● **Your objective**
Copy out the material word for word, from the line containing "[locate] person's neck" through the end of the material, both ends included.

● **Dataset records**
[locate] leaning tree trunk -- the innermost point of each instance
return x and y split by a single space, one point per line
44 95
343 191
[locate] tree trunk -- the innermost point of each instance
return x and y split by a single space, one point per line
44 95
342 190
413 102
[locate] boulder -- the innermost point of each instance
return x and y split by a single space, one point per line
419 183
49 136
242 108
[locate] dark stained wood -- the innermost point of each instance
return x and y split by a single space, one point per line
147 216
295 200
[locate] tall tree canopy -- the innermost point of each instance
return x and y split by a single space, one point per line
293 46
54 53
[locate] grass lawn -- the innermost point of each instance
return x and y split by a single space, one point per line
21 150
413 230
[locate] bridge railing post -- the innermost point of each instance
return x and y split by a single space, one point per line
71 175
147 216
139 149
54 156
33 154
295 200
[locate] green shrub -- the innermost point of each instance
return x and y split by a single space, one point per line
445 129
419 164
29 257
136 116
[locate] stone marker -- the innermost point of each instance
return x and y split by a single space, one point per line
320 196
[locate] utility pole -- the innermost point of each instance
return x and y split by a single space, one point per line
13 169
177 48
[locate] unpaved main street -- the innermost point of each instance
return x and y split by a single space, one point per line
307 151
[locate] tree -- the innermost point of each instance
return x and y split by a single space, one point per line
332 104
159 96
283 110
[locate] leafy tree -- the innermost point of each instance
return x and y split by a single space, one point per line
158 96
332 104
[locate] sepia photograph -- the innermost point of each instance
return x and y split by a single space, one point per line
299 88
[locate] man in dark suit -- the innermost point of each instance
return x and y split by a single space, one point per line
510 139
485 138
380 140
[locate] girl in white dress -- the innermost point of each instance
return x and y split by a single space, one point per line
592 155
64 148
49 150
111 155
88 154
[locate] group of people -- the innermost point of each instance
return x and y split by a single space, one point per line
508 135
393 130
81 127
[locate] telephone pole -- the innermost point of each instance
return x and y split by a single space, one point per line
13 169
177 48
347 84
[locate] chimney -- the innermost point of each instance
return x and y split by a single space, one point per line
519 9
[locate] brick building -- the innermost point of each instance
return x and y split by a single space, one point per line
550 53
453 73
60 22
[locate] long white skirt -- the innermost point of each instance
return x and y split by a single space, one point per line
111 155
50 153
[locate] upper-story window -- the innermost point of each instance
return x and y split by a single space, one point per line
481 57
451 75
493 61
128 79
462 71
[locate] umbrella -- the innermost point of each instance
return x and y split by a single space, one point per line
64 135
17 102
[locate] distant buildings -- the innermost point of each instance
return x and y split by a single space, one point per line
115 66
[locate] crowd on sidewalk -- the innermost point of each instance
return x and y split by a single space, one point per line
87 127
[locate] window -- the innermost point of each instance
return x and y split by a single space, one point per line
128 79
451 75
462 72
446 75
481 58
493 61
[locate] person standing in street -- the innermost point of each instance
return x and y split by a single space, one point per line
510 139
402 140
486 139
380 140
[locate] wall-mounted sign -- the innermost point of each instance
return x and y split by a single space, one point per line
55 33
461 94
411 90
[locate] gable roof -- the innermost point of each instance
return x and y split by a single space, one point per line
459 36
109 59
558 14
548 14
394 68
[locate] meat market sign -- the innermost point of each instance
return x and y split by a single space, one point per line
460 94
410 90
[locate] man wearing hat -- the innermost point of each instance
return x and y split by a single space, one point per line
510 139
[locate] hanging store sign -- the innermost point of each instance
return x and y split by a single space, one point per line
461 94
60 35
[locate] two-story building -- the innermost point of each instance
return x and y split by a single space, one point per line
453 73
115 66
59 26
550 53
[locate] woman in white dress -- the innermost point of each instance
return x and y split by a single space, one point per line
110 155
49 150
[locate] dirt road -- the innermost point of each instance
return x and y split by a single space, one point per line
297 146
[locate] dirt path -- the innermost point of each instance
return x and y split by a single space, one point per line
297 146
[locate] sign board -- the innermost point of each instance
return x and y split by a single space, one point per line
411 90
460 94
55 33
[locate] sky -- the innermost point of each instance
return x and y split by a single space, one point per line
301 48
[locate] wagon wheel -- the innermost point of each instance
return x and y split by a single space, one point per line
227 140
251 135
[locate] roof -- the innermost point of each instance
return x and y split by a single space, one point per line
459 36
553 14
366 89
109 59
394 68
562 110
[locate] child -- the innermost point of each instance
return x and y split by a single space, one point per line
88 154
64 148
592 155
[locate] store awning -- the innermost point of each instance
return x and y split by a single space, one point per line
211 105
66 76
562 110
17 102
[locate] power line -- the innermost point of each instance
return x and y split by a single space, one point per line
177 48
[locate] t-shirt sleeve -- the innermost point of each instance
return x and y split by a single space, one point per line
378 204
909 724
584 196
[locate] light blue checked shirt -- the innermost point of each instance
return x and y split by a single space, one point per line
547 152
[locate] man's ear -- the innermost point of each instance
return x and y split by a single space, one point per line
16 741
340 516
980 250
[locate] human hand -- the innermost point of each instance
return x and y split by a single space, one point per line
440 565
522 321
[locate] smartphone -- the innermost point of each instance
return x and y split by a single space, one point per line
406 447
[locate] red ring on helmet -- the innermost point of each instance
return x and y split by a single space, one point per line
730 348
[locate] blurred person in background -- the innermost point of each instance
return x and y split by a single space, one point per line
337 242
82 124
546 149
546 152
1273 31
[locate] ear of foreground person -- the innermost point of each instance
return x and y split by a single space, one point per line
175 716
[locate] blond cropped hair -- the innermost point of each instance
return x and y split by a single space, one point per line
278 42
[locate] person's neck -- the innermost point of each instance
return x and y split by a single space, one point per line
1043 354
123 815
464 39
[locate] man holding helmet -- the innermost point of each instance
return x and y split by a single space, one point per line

● **Result**
[locate] person's neck -- the innermost point of each instance
return x and y split by a single space, one point per line
1043 354
123 815
464 39
[locate] man holding helmet -- the innermost point of each instance
return x and y split by a single space, one point per line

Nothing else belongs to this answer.